Feature | April 8, 2026

Immersive Environments Are Changing Critical Infrastructure Decisions

New planning tools are helping project teams surface risk, align stakeholders and make smarter decisions earlier.

You step onto the project site — lanes of traffic moving beside you, a bridge structure rising ahead, and construction crews working within a tight corridor. You can almost hear the flow of cars and the rhythm of equipment in motion. But none of it is real ... yet. You’re inside a fully modeled digital environment, experiencing the layout, scale and flow of a critical infrastructure project long before it’s constructed. Here, project teams can walk the site, test scenarios, surface risks and get every stakeholder on the same page early enough to make changes that matter.

Across the energy and infrastructure sectors, development timelines continue to compress as projects grow larger and more complex. More stakeholders are involved earlier in the process, increasing the need for clarity and shared understanding from the start. Many initial planning conversations still rely on static drawings and assumptions that struggle to convey scale, sequencing or community impact. That disconnect often leads to delays and difficult tradeoffs later in the project.
------------------------
» Written task 1
According to the feature on immersive environments, what do many initial planning conversations still rely on?

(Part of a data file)
------------------------
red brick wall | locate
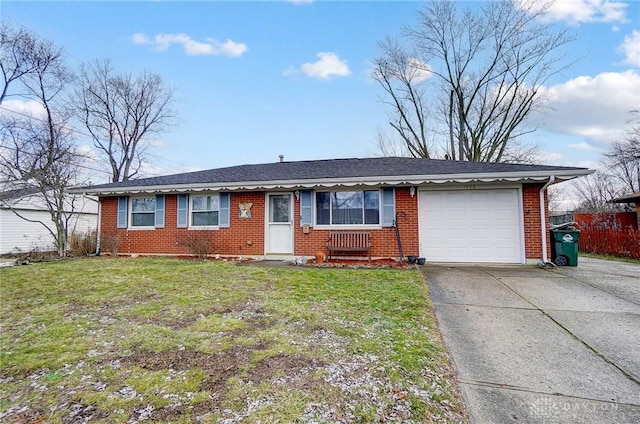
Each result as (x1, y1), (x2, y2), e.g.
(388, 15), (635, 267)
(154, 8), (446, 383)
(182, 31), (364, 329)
(522, 184), (551, 259)
(101, 193), (264, 256)
(294, 188), (418, 257)
(101, 188), (418, 257)
(101, 184), (551, 259)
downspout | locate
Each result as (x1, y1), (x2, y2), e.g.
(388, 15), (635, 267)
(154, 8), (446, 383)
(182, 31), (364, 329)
(92, 197), (102, 256)
(540, 175), (556, 266)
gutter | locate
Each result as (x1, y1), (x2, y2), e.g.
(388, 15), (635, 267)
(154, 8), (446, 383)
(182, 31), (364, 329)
(540, 175), (556, 266)
(91, 201), (102, 256)
(69, 169), (593, 196)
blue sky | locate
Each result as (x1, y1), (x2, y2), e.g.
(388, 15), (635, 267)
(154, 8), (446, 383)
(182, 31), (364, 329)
(0, 0), (640, 181)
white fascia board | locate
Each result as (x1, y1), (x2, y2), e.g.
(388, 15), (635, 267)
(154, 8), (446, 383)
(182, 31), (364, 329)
(75, 169), (594, 196)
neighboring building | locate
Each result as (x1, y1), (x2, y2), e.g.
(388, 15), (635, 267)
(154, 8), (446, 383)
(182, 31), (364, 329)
(0, 188), (98, 255)
(75, 157), (592, 263)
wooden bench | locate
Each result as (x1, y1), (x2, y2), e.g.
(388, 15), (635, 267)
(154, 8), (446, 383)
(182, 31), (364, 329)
(327, 231), (371, 260)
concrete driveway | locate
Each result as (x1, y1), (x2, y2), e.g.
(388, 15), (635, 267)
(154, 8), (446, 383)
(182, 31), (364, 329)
(422, 258), (640, 424)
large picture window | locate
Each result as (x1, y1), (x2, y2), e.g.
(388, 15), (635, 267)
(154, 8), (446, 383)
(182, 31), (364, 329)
(316, 190), (380, 225)
(131, 196), (156, 227)
(191, 195), (220, 227)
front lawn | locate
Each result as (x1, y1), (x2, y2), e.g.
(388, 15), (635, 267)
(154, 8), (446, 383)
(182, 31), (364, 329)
(0, 258), (466, 423)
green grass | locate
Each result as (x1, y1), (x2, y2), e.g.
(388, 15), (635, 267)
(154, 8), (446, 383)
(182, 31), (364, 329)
(0, 258), (465, 423)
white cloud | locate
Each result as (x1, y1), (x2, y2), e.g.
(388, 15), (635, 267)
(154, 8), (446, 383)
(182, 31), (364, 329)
(569, 142), (597, 151)
(0, 99), (45, 118)
(131, 32), (248, 57)
(538, 70), (640, 148)
(522, 0), (628, 25)
(618, 29), (640, 67)
(284, 52), (351, 79)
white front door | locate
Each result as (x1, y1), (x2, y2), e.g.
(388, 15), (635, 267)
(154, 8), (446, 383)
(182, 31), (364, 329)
(266, 193), (293, 255)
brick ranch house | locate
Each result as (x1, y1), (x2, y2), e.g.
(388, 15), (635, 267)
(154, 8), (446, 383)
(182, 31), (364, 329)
(76, 157), (592, 264)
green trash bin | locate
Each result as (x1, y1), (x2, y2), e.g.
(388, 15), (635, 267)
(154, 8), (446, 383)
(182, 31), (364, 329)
(551, 229), (580, 266)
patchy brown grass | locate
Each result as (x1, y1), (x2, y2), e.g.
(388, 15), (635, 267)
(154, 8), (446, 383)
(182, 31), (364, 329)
(0, 258), (466, 423)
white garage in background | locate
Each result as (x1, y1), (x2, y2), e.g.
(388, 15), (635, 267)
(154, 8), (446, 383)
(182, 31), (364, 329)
(418, 188), (525, 263)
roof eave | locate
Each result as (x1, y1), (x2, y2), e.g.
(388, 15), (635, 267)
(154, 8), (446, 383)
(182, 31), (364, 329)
(73, 169), (593, 196)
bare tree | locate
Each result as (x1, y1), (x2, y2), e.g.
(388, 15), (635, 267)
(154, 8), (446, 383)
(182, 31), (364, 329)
(0, 29), (84, 256)
(77, 60), (176, 182)
(573, 171), (623, 212)
(373, 0), (571, 162)
(604, 110), (640, 194)
(0, 22), (41, 104)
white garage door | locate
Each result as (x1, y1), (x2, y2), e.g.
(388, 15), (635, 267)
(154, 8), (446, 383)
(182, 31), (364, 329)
(419, 189), (524, 263)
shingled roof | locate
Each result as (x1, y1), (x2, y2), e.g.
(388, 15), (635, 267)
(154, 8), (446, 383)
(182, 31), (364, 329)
(75, 157), (592, 194)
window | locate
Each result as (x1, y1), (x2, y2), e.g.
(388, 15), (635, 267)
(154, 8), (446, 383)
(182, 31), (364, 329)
(316, 190), (380, 225)
(191, 195), (220, 227)
(131, 196), (156, 227)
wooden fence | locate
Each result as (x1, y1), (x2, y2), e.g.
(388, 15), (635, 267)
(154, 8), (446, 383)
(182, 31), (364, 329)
(578, 228), (640, 259)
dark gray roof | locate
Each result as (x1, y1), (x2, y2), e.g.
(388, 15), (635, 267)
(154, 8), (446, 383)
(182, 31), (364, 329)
(0, 186), (40, 202)
(76, 157), (588, 189)
(611, 191), (640, 203)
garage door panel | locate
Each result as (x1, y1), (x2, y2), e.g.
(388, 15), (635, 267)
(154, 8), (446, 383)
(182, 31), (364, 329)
(419, 189), (523, 263)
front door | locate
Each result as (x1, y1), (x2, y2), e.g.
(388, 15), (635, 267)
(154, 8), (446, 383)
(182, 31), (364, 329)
(266, 193), (293, 255)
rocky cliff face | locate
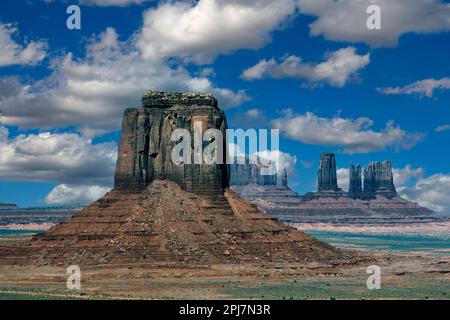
------------------------
» Written task 2
Rescale the stretch of the records from the line containing "gutter | locate" through the line containing "(0, 0), (640, 181)". Write out every line again, requests included. Multiply each answer coordinate by 1.05 and round it to a whole number, halves up, leaving the requests and their format samples as they are, and give only those lines.

» Correct answer 1
Static drawings and assumptions.

» Correct answer 2
gutter | locate
Each result as (x1, y1), (x2, y2), e.g.
(388, 15), (635, 267)
(154, 8), (446, 383)
(182, 31), (364, 329)
(567, 184), (584, 279)
(96, 211), (107, 269)
(72, 177), (623, 206)
blue sky | locate
Each result as (x1, y1), (x2, y2), e.g.
(388, 15), (635, 267)
(154, 8), (446, 383)
(182, 31), (364, 329)
(0, 0), (672, 190)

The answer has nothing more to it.